* _Consigne_
Reprenez le texte sur Marie-Reine Guindorf ci-dessous et poursuivez-le à la suite de sa dernière phrase.

* _Texte source_
=======

Aujourd’hui, Aventurieux vous présente une femme, parisienne, qui a particulièrement oeuvré pour la condition des femmes, sans pour autant se revendiquer féministe. Il s’agit de Marie-Reine Guindorf les amis !
Vous ne le saviez peut-être pas mais les femmes ne sont pas toujours restées bien sagement à la maison à s’occuper de leurs enfants, ou de leur toilette (on parle ici de leur garde-robe bien-entendu). Et ce, même au XIXème siècle !
Une femme rédactrice en chef au XIXème
C’est en 1832 que Marie-Reine Guindorf a une idée folle. Créer un journal de femme, écrit par et pour des femmes, et qui ait la même réputation que les journaux d’hommes. Eh oui, car à l’époque, les journaux à destination des femmes traitent de mode et de beauté, ainsi que de recettes miracles pour bien faire son ménage. Marie-Reine ne veut pas de cela. Son journal traitera de politique, de faits sociétaux ou encore d’industrie !
Ce journal, c’est La Femme Libre. Il comportera 8 pages entièrement rédigées par des femmes. Des femmes qui viennent d’un milieu plutôt ouvrier d’ailleurs ! N’en déplaise au cercle masculin intello parisien des rédactions du XIXème. En effet, Marie-Reine est à l’origine ouvrière lingère. Son associée Jeanne-Désirée Véret est ouvrière modiste. L’une des rédactrices Jeanne-Victoire Deroin est une ancienne ouvrière lingère devenue institutrice. Eh oui ! Les femmes de ce temps ne s’intéressent pas qu’aux belles robes !
Un engagement pour la liberté de la femme
D’ailleurs le premier numéro sera sous-titré “Apostolat des femmes” (en téléchargement ici). Un article signé Jeanne-Victoire Deroin dénoncera :
“Lorsque tous les peuples s’agitent au nom de Liberté, et que le prolétaire réclame son affranchissement, nous, femmes, resterons-nous passives devant ce grand mouvement d’émancipation sociale qui s’opère sous nos yeux ? Notre sort est-il tellement heureux, que nous n’ayons rien aussi à réclamer ? La femme, jusqu’à présent, a été exploitée, tyrannisée. Cette tyrannie, cette exploitation, doivent cesser. Nous naissons libres comme l’homme, et la moitié du genre humain ne peut être, sans injustice, asservie à l’autre. Comprenons donc nos droits ; comprenons notre puissance ; nous avons la puissance attractive, pouvoir des charmes, arme irrésistible : sachons l’employer. Refusons pour époux tout homme qui n’est pas assez généreux pour consentir à partager son pouvoir ; nous ne voulons plus de cette formule, « Femme, soyez soumise à votre mari ! » Nous voulons le mariage selon l’égalité… Plutôt le célibat que l’esclavage!”

=======

Entrées de données recueillies

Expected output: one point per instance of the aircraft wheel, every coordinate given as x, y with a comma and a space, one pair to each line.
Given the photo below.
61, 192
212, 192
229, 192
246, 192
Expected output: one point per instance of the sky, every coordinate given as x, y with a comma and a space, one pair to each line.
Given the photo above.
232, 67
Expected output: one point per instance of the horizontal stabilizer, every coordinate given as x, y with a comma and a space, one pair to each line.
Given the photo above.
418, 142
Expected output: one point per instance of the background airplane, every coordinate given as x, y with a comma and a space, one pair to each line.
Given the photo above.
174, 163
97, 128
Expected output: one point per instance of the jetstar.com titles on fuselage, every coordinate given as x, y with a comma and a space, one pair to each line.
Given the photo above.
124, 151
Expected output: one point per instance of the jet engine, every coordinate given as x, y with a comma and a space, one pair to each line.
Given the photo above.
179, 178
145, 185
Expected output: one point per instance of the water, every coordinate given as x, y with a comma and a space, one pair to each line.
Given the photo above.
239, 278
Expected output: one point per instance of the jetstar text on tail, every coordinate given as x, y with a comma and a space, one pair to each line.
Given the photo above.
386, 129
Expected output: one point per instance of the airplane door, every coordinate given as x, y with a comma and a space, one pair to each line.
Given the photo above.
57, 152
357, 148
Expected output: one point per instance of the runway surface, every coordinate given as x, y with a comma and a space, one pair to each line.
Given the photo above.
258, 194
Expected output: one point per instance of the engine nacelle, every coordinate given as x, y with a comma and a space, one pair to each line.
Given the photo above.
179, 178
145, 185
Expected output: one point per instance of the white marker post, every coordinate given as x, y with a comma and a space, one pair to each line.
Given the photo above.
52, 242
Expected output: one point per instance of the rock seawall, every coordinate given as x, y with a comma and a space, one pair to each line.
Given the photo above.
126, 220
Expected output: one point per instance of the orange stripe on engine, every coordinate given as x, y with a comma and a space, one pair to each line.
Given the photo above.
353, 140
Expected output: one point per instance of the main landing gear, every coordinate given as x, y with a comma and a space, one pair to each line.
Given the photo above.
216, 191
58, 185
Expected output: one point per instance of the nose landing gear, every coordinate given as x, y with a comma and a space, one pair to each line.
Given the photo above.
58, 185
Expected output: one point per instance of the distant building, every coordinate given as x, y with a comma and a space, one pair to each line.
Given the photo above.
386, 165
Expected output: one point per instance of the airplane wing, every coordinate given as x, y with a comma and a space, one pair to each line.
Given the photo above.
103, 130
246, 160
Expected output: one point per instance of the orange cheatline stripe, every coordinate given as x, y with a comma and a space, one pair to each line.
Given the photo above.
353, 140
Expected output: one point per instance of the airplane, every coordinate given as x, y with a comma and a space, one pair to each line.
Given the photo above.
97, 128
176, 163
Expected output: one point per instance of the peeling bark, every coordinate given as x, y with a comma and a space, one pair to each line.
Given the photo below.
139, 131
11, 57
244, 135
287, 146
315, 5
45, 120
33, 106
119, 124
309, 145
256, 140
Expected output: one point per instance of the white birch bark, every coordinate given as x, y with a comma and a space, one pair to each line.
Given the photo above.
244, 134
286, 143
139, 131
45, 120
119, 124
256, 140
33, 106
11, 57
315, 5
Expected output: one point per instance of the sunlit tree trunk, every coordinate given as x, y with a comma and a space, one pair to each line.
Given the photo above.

=======

* _Réponse ci-dessous_
Déclin du journal
Aventurieux s’est demandé pourquoi un tel journal avait périclité… Et nous avons été choquées. Choquées d’apprendre comment cette belle histoire qui oeuvrait pour l’équité homme-femme au sein des rédactions s’était terminée. Choquées d’apprendre qu’une si belle initiative n’ait pu durer que quelques mois. Choquées d’apprendre que cela n’avait rien à voir avec la gestion du journal…
Eh oui, c’est à cause de procès lancés par des hommes que l’aventure s’arrête pour Marie-Reine et ses collaboratrices. La trésorerie du journal ne survivra pas à cette débâcle judiciaire.
Le mouvement saint-simonien
Ce qu’il faut savoir, c’est que la plupart des femmes de la rédaction s’était parallèlement engagées dans un mouvement idéologiste. Le saint-simonisme, créé par Henri de Rouvroy de Saint-Simon. L’idée était d’avoir foi dans l’industrialisme afin de gagner liberté et émancipation.
Ce mouvement intègre d’ailleurs au coeur de sa pensée, la question de la place de la femme dans la société. D’ailleurs, beaucoup de femmes se retrouvent propulsées au sommet de la hiérarchie du mouvement dans les années 1830.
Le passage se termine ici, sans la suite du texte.